• **Point labeling records**
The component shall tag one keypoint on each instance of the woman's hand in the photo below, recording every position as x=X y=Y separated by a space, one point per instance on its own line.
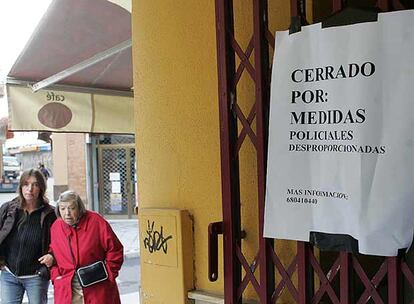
x=47 y=259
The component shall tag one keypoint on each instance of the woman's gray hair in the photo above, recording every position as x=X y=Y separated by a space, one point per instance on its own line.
x=71 y=196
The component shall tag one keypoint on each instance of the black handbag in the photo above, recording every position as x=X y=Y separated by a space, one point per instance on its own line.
x=92 y=274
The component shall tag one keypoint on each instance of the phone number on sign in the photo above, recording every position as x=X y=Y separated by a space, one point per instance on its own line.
x=301 y=200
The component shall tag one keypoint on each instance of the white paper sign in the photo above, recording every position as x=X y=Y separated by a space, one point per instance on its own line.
x=341 y=142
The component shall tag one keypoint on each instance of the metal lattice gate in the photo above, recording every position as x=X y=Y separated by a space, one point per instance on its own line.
x=117 y=178
x=308 y=277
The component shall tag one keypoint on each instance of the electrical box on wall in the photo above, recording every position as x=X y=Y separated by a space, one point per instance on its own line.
x=166 y=248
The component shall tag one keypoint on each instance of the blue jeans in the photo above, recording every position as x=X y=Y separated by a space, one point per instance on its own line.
x=12 y=289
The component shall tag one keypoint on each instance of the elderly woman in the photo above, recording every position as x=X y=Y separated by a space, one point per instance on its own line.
x=81 y=238
x=24 y=238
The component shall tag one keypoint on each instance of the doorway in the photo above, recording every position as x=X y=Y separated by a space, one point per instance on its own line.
x=117 y=178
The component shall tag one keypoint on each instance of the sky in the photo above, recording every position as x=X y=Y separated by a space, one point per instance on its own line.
x=18 y=19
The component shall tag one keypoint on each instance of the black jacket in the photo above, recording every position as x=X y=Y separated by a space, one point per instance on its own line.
x=8 y=215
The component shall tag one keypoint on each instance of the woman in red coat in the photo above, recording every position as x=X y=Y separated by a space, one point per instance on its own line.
x=80 y=238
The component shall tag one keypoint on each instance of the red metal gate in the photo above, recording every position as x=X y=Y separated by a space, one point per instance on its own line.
x=307 y=278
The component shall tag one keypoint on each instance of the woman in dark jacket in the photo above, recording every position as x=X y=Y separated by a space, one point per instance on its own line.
x=24 y=238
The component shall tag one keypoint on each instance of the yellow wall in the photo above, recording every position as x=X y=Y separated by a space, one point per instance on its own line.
x=176 y=114
x=60 y=159
x=175 y=88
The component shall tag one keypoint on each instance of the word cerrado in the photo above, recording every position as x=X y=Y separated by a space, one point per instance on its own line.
x=329 y=72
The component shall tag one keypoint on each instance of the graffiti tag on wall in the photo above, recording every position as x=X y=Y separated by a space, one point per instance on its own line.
x=155 y=240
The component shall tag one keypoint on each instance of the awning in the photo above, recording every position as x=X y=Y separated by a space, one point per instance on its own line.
x=82 y=49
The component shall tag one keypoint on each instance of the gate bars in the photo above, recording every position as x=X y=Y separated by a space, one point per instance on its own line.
x=347 y=267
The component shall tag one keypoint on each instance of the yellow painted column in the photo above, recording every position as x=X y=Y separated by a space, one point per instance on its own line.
x=176 y=118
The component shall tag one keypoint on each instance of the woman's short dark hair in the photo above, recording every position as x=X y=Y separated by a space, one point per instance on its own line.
x=40 y=181
x=70 y=196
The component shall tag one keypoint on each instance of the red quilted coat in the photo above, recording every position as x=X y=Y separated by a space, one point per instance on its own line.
x=92 y=240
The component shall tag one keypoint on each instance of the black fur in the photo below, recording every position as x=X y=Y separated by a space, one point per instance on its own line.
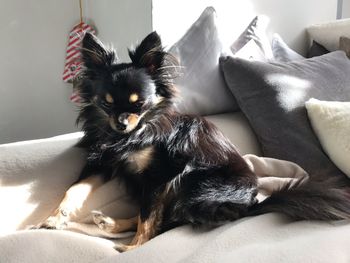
x=193 y=171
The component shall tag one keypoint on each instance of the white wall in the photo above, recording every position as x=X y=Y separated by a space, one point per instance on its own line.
x=346 y=9
x=33 y=99
x=288 y=18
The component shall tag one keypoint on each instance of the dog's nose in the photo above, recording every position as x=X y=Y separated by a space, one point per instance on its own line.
x=123 y=120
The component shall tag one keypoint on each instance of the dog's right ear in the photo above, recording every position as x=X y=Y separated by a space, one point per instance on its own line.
x=95 y=54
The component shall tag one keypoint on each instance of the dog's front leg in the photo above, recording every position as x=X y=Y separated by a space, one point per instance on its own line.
x=146 y=230
x=72 y=202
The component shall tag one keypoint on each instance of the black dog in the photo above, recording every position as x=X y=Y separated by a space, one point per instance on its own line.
x=180 y=168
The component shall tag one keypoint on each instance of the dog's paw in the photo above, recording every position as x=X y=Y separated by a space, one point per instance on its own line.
x=53 y=222
x=103 y=222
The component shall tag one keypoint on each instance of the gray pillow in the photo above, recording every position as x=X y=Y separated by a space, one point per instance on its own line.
x=202 y=87
x=282 y=52
x=272 y=96
x=255 y=31
x=316 y=50
x=344 y=44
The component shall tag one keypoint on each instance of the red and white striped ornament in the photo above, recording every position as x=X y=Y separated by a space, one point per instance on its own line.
x=73 y=62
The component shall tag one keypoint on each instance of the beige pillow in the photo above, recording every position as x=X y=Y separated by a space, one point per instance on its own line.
x=331 y=123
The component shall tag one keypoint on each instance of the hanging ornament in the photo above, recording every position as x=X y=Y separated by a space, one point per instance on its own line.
x=73 y=63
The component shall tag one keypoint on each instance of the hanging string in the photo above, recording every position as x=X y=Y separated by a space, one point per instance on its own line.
x=81 y=11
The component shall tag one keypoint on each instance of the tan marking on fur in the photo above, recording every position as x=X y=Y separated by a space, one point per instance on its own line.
x=133 y=119
x=73 y=200
x=148 y=228
x=109 y=98
x=112 y=123
x=133 y=98
x=140 y=160
x=113 y=226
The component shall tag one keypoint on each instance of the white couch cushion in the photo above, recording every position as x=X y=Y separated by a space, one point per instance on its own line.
x=331 y=123
x=328 y=34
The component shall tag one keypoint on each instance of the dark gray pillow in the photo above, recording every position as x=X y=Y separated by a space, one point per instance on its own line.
x=202 y=87
x=282 y=52
x=272 y=96
x=316 y=50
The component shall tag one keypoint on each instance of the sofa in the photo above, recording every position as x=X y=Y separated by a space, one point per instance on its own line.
x=34 y=176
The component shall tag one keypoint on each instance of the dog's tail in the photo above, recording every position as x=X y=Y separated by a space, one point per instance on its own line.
x=309 y=201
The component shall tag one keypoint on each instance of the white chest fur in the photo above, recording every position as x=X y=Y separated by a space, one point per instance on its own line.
x=138 y=161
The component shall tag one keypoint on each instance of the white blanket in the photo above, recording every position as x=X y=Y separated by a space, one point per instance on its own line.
x=35 y=175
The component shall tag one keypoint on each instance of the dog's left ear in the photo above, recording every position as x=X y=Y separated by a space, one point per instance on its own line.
x=149 y=54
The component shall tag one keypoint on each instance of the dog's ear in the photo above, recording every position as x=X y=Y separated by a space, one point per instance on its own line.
x=95 y=54
x=149 y=53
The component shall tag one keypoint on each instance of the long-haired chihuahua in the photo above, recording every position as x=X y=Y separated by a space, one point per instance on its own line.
x=179 y=168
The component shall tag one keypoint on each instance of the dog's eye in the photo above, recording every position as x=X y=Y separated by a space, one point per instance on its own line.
x=106 y=104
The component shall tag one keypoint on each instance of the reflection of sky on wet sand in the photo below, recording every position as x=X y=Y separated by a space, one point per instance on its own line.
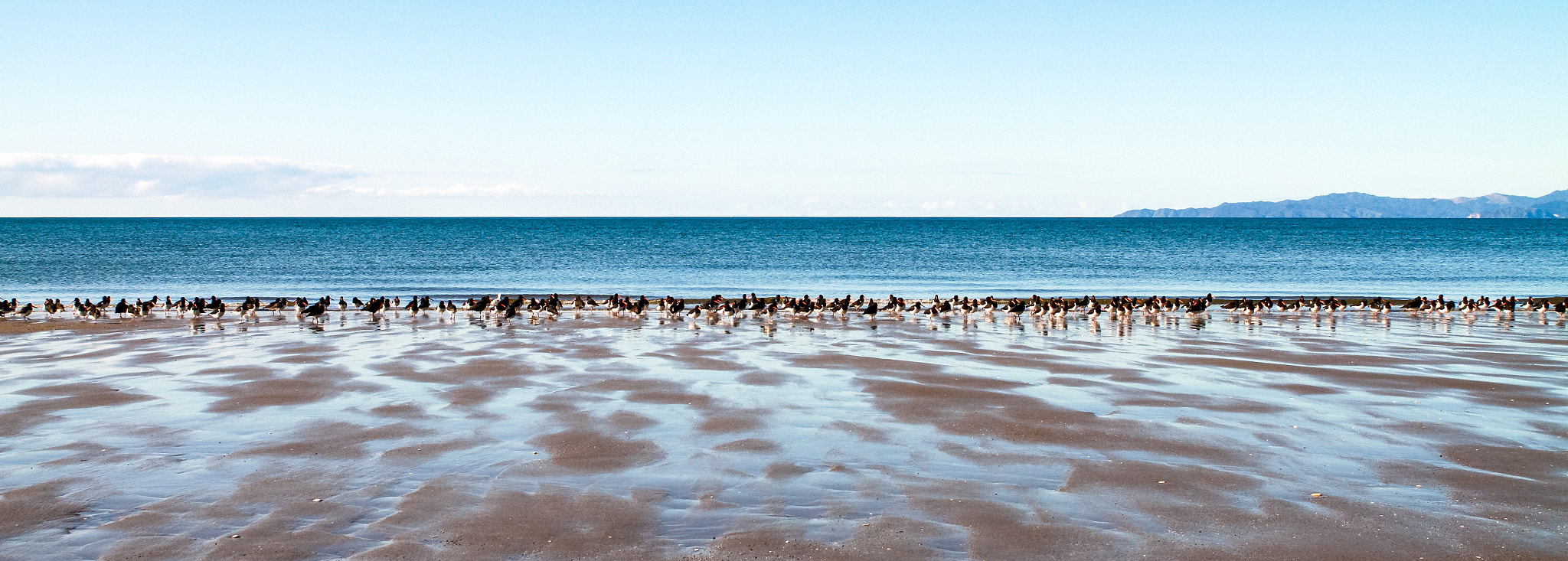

• **Problem to work on**
Convert all of the records above into a Markdown table with the columns Row and Line, giving each line its own numbered row and skipping blank lines. Leave the pictures out of the table.

• **Complete response**
| Row | Line |
|---|---|
| 1 | The component shall tag one keypoint on each instance of the woman's hand in the photo below, recording every position as x=X y=Y separated by a space, one point per instance on its own line. |
| 2 | x=47 y=259 |
| 3 | The component shall tag one keypoint on each instance of the woman's gray hair in the photo above, recording every position as x=X y=Y separated by a space, one point per instance on its own line. |
| 4 | x=71 y=196 |
| 5 | The component shall tag one keypoint on each instance of the black handbag in the photo above, recording every position as x=X y=Y separated by a space, one point per instance on its own line. |
| 6 | x=92 y=274 |
| 7 | The component shall tag one keypoint on each instance of the phone number on sign in the photo above, recording every position as x=X y=Y separated by a space, one point per instance on its own line. |
| 8 | x=301 y=200 |
| 9 | The component shall tag one keypoint on each instance of the white paper sign in the photo above, recording every position as x=X y=Y separated by a space, one point per instance on its own line. |
| 10 | x=341 y=142 |
| 11 | The component shall tag one keypoint on each instance of the metal lattice gate in the photo above, recording every position as x=X y=Y separated by a space, one point per instance on its own line. |
| 12 | x=117 y=178 |
| 13 | x=308 y=277 |
| 14 | The component shall tag one keypoint on each instance of the electrical box on wall in the photo above, recording every position as x=X y=Y separated by a space, one point per instance on its own line. |
| 15 | x=166 y=248 |
| 16 | The component shall tag one keypoint on each instance of the blue jeans in the photo above, recording every position as x=X y=Y separated by a space, one point per instance on its own line. |
| 17 | x=12 y=289 |
| 18 | The component shall tag one keypoint on each instance of the elderly woman in the photo above, recording every position as x=X y=Y separated by a space, one point per instance on its own line. |
| 19 | x=81 y=238 |
| 20 | x=24 y=238 |
| 21 | The component shall tag one keypoint on each instance of the doorway in the photo above, recording every position as x=X y=Y separated by a space, one point per instance on its own line. |
| 22 | x=117 y=178 |
| 23 | The component shall tag one keypoint on each instance of the sky in the photo above, recording every position as x=X y=Y separated by a space, one point per instance on its own line. |
| 24 | x=18 y=19 |
| 25 | The component shall tag one keypoint on each instance of the black jacket in the photo above, recording every position as x=X y=Y separated by a space, one point per instance on its own line. |
| 26 | x=8 y=215 |
| 27 | The component shall tag one keypoint on each instance of the woman in red coat in the photo above, recording every position as x=X y=Y separated by a space, one point per instance on its own line. |
| 28 | x=80 y=238 |
| 29 | The component shall tag one keypoint on each instance of the red metal gate in the photo above, recording every position as x=X y=Y separated by a space, one point per instance on its own line. |
| 30 | x=307 y=278 |
| 31 | The component shall tag one keypoint on each instance of the woman in dark jacket in the photo above, recording every position as x=X y=Y separated by a space, one point per instance on its own line. |
| 32 | x=24 y=238 |
| 33 | The component shall tag one keypoint on each instance of the yellow wall in the photo above, recording every position as x=X y=Y separated by a space, one point per instance on its own line. |
| 34 | x=176 y=114 |
| 35 | x=60 y=159 |
| 36 | x=175 y=88 |
| 37 | The component shall tag one keypoint on each instance of the word cerrado in the photo above, recording every position as x=X y=Y separated by a space, one point per instance on its own line. |
| 38 | x=329 y=72 |
| 39 | The component shall tag one keypoint on each instance of the graffiti tag on wall in the photo above, recording every position as x=X y=Y separated by a space, one point per instance on its own line. |
| 40 | x=155 y=240 |
| 41 | The component shall tag one keypoint on each instance of the awning in the photo above, recording every position as x=X y=Y separated by a space, one point per instance on its own line. |
| 42 | x=82 y=49 |
| 43 | The component shall tag one keypoint on each instance of the gate bars in the photo above, recording every position as x=X y=Y separated by a space, one point per instance on its own line. |
| 44 | x=347 y=267 |
| 45 | The component shall tag one keypoint on each instance of the yellow painted column in the photo above, recording every position as x=X y=Y separated by a space, one point per instance on its own line. |
| 46 | x=176 y=118 |
| 47 | The component shall tag one keypoint on each instance of the woman's short dark hair in the photo above, recording every position as x=X y=Y separated by a space, one point per instance on its own line. |
| 48 | x=40 y=181 |
| 49 | x=70 y=196 |
| 50 | The component shall tag one keypoint on each instance of the red quilted coat in the photo above, recording every position as x=X y=Y separated by a space, one point per instance on its own line. |
| 51 | x=92 y=240 |
| 52 | The component shall tag one keypoint on each instance of the black fur in the photo below, recording every position as x=X y=Y separated by a space, one point per instance on its own line. |
| 53 | x=193 y=171 |
| 54 | The component shall tag one keypoint on each instance of the white wall in the photo above, recording every position as x=X y=Y separated by a space, one point per instance on its own line. |
| 55 | x=346 y=9 |
| 56 | x=33 y=99 |
| 57 | x=288 y=18 |
| 58 | The component shall tag one keypoint on each instance of the dog's nose in the photo above, recording every position as x=X y=Y separated by a space, one point per instance on its own line. |
| 59 | x=123 y=120 |
| 60 | The component shall tag one keypoint on each instance of the dog's right ear in the photo above, recording every position as x=X y=Y separated by a space, one point per instance on its own line. |
| 61 | x=95 y=54 |
| 62 | The component shall tag one keypoint on each instance of the dog's front leg in the photo above, recording every position as x=X y=Y separated by a space, one point per instance on its own line. |
| 63 | x=146 y=230 |
| 64 | x=72 y=202 |
| 65 | The component shall tag one keypoint on each instance of the black dog in the photo above, recording every position as x=X y=Y separated by a space, one point per instance on its own line. |
| 66 | x=180 y=168 |
| 67 | The component shall tag one keypoint on each instance of the dog's paw in the photo above, recording every position as x=X y=Y separated by a space, one point per instance on its own line. |
| 68 | x=53 y=222 |
| 69 | x=103 y=222 |
| 70 | The component shall tag one keypoint on each instance of the gray pillow in the photo above, recording every position as x=X y=Y separated by a space, one point per instance on its own line. |
| 71 | x=202 y=87 |
| 72 | x=282 y=52 |
| 73 | x=272 y=96 |
| 74 | x=255 y=31 |
| 75 | x=316 y=50 |
| 76 | x=344 y=44 |
| 77 | The component shall tag one keypoint on each instance of the red and white striped ornament in the photo above, recording every position as x=X y=Y separated by a space, one point per instance on its own line. |
| 78 | x=73 y=62 |
| 79 | The component shall tag one keypoint on each instance of the beige pillow in the photo above, recording every position as x=X y=Y separated by a space, one point per instance on its own line. |
| 80 | x=331 y=123 |
| 81 | The component shall tag one keypoint on each instance of the hanging ornament in the photo above, recording every position as x=X y=Y separated by a space, one point per instance on its own line. |
| 82 | x=73 y=63 |
| 83 | The component shall tag one keypoint on each instance of the hanging string in the photo above, recording every position as x=X y=Y separated by a space, one point per instance on its own line. |
| 84 | x=81 y=11 |
| 85 | The component shall tag one keypoint on each instance of the tan marking on fur in the photo above, recording every position as x=X y=Y separated by a space, one point per instance on its own line. |
| 86 | x=133 y=119 |
| 87 | x=73 y=200 |
| 88 | x=148 y=228 |
| 89 | x=109 y=98 |
| 90 | x=112 y=123 |
| 91 | x=133 y=98 |
| 92 | x=140 y=160 |
| 93 | x=113 y=226 |
| 94 | The component shall tag one keypoint on each instance of the white couch cushion in the photo above, recording every position as x=X y=Y separated by a space, one point per instance on its own line. |
| 95 | x=331 y=123 |
| 96 | x=328 y=34 |
| 97 | The component shall tag one keypoint on each instance of the dark gray pillow in the photo above, recording every position as x=X y=Y separated by a space, one point per instance on its own line. |
| 98 | x=202 y=87 |
| 99 | x=282 y=52 |
| 100 | x=272 y=96 |
| 101 | x=316 y=50 |
| 102 | The component shall tag one keypoint on each instance of the sofa in the photo above, recording every position as x=X y=Y separated by a space, one point per instance on its own line. |
| 103 | x=34 y=176 |
| 104 | The component shall tag one keypoint on each instance of the dog's tail in the photo above, recording every position as x=X y=Y separated by a space, one point per instance on its own line. |
| 105 | x=309 y=201 |
| 106 | The component shall tag one keypoint on each instance of the white chest fur in the photo above, recording every position as x=X y=Y separated by a space, one point per instance on its own line. |
| 107 | x=138 y=161 |
| 108 | The component shall tag one keypoint on each instance of the white blanket in the photo above, recording every position as x=X y=Y separated by a space, one point per instance on its own line. |
| 109 | x=35 y=175 |
| 110 | The component shall tag one keypoint on each instance of the dog's left ear in the photo above, recording every position as x=X y=Y separated by a space, one point per instance on its own line. |
| 111 | x=149 y=54 |
| 112 | The component shall tag one keypoint on each instance of the dog's ear in the photo above, recording every position as x=X y=Y separated by a space, one point per instance on its own line. |
| 113 | x=95 y=54 |
| 114 | x=149 y=53 |
| 115 | The component shall tag one keypoint on each instance of the long-haired chihuahua in the photo above, recording every position as x=X y=Y separated by a space, one point per instance on its own line. |
| 116 | x=179 y=168 |
| 117 | The component shall tag one keypoint on each instance of the dog's eye in the photo above, recording every position as x=X y=Y separated by a space, one point per instance on its own line. |
| 118 | x=106 y=104 |
| 119 | The component shall tag one keypoint on each instance of the reflection of sky on wet sand in the photo below, recording every position as x=X y=Y separated by a space, one point per instance on its own line. |